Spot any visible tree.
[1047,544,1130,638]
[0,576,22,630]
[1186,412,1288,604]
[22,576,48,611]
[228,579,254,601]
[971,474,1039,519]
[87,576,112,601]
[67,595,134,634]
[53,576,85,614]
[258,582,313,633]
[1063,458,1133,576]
++++++++
[Stated task]
Render the records above as a numbered list, one line per item, with blank lines left out.

[Result of this exercise]
1. Spot any visible tree.
2. [1047,544,1130,638]
3. [0,576,22,630]
4. [1186,412,1288,604]
5. [22,576,48,611]
6. [228,579,254,601]
7. [971,474,1039,519]
8. [87,576,112,601]
9. [67,595,134,634]
10. [53,576,85,614]
11. [258,582,313,633]
12. [1063,458,1133,576]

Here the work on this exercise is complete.